* [Extracted records]:
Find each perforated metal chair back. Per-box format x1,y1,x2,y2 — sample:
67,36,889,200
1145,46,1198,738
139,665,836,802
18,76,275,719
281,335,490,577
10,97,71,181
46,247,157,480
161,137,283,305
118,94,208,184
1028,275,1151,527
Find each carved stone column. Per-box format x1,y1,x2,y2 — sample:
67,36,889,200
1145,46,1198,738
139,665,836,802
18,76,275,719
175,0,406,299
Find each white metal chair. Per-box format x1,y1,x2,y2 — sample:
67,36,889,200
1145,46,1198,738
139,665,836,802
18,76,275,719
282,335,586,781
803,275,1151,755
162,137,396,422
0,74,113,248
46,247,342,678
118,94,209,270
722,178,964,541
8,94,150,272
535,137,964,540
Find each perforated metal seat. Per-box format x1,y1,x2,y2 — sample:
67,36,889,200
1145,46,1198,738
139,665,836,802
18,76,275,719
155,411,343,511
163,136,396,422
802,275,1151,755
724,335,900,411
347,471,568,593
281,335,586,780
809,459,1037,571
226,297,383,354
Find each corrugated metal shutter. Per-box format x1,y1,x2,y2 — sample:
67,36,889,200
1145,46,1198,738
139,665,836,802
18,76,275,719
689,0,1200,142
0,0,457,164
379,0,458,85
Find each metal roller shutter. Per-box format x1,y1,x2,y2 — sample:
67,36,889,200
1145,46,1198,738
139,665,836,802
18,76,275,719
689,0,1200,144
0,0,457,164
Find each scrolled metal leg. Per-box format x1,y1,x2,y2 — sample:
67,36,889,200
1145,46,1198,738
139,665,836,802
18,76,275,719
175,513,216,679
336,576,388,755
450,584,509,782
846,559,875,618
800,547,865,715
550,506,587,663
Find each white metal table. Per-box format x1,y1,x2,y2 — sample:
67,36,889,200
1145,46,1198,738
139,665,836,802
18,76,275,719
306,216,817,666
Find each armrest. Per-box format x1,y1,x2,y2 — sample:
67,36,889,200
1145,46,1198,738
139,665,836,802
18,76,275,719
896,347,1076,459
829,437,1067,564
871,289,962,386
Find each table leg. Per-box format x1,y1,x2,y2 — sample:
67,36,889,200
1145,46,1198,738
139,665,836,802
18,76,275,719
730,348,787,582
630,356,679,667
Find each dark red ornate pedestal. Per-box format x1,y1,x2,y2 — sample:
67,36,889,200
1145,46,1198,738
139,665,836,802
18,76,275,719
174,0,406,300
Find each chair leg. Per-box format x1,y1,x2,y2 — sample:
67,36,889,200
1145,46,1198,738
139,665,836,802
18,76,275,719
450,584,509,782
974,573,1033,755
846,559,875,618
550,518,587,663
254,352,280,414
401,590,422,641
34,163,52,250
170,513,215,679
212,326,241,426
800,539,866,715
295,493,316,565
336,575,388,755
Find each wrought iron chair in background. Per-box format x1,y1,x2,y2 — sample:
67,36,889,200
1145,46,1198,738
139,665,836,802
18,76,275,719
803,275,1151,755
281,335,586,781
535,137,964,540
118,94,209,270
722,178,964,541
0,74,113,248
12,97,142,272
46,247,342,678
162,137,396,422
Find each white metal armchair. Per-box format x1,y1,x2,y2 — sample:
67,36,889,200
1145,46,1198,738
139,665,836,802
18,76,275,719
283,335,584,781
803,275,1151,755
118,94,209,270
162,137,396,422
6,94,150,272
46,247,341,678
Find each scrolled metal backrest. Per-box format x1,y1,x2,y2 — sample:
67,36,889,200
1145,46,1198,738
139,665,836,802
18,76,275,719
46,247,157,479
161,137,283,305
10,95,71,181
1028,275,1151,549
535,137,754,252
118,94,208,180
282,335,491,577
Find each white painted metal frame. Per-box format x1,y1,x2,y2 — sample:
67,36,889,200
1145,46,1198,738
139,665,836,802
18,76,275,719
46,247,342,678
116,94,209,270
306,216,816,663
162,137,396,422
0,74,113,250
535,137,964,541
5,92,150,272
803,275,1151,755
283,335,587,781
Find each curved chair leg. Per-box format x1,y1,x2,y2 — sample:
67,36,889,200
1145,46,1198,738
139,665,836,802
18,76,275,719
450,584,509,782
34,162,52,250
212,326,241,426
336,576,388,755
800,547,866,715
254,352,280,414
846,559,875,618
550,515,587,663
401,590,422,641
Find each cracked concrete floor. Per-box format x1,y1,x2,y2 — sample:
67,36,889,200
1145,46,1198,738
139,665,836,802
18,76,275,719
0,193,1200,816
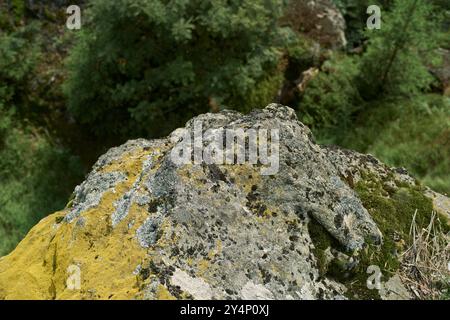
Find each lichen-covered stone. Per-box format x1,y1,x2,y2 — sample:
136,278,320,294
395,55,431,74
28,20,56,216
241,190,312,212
0,104,444,299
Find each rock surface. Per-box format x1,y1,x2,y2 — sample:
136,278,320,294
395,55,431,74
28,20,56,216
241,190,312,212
0,104,450,299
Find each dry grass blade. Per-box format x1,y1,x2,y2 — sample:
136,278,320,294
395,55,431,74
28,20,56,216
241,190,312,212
401,211,450,299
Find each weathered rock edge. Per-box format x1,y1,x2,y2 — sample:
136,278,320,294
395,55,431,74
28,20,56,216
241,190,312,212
0,104,446,299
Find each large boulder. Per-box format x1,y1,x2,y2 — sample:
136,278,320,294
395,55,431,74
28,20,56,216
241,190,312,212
0,104,446,300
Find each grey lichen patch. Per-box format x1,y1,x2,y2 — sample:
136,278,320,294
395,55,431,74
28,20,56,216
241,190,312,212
136,218,161,248
64,172,127,223
26,104,448,299
111,156,153,227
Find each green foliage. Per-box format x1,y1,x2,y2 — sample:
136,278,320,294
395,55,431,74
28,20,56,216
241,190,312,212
358,0,441,99
0,108,83,256
0,20,82,256
65,0,289,136
298,56,361,131
0,23,42,117
340,95,450,194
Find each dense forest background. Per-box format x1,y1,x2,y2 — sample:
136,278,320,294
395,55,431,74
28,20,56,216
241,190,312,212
0,0,450,256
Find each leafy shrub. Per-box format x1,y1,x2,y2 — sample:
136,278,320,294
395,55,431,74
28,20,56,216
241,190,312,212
358,0,442,99
65,0,294,136
297,55,361,133
0,24,83,256
335,95,450,194
0,109,83,256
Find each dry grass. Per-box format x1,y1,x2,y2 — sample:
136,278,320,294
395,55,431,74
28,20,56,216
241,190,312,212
401,211,450,300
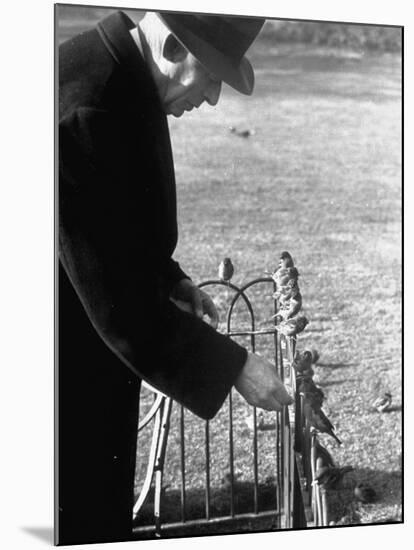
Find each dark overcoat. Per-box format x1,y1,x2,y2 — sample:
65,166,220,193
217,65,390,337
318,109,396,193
57,12,246,544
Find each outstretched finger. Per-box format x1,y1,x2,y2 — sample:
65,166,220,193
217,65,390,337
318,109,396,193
203,293,219,329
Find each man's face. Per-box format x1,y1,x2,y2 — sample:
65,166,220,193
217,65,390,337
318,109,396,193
162,52,221,117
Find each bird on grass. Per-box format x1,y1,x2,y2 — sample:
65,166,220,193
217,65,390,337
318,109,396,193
275,315,309,336
298,377,325,410
292,350,312,374
315,466,353,489
354,483,377,503
303,394,342,445
218,258,234,283
229,126,256,138
315,439,335,467
372,392,392,412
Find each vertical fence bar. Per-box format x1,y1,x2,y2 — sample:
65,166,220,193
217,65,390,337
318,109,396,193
205,420,210,519
180,405,186,523
253,407,259,514
229,390,234,517
250,332,259,514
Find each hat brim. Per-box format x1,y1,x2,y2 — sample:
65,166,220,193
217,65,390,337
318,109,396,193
159,13,254,95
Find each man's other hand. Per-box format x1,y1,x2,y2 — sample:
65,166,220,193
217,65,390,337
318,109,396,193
234,353,293,411
171,279,219,329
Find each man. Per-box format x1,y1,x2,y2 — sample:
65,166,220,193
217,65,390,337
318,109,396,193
56,8,291,544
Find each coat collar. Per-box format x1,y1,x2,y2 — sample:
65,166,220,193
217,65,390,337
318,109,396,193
97,11,163,112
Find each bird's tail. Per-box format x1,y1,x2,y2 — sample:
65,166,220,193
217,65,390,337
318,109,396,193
331,430,342,445
310,349,319,365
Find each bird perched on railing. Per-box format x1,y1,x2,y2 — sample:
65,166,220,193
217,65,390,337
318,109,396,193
372,392,392,412
314,438,335,467
244,411,265,431
218,258,234,283
279,250,295,267
315,466,353,489
354,483,377,503
279,284,302,319
271,267,299,291
303,393,342,445
275,315,309,336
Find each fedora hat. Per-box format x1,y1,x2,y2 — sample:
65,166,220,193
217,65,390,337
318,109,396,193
159,12,265,95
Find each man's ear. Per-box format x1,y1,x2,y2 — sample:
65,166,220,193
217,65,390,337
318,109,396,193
162,33,188,63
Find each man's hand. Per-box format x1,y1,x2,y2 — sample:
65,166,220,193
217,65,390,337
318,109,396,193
171,279,218,329
234,353,293,411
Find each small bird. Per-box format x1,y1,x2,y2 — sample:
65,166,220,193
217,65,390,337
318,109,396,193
303,402,342,445
218,258,234,282
244,411,265,431
275,315,309,336
292,350,312,374
372,392,392,412
298,382,325,409
315,438,335,467
280,290,302,319
315,466,353,489
272,267,299,291
354,483,377,503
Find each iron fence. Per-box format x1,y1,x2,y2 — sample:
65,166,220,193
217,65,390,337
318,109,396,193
134,270,328,538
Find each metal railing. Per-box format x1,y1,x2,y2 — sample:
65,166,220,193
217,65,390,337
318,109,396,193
134,277,316,537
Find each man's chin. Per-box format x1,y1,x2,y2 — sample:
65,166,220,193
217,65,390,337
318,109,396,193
165,105,185,118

* [Directions]: Could you recast the lines from the start of the data through the line holding "1028,275,1151,527", inclusive, as a Markdown table with a Row column for the number and a Line column for the text, leaving out blank lines?

* [Answer below]:
| Row | Line |
|---|---|
| 1 | Find each perforated metal chair back. Per-box format x1,y1,x2,y2 — sample: |
| 2 | 67,36,889,200 |
| 3 | 1145,46,1198,738 |
| 4 | 139,665,836,802 |
| 5 | 18,76,275,719 |
| 6 | 281,335,490,577 |
| 7 | 10,97,71,181 |
| 8 | 46,247,157,480 |
| 9 | 161,137,283,305 |
| 10 | 118,94,208,184 |
| 11 | 1028,275,1151,527 |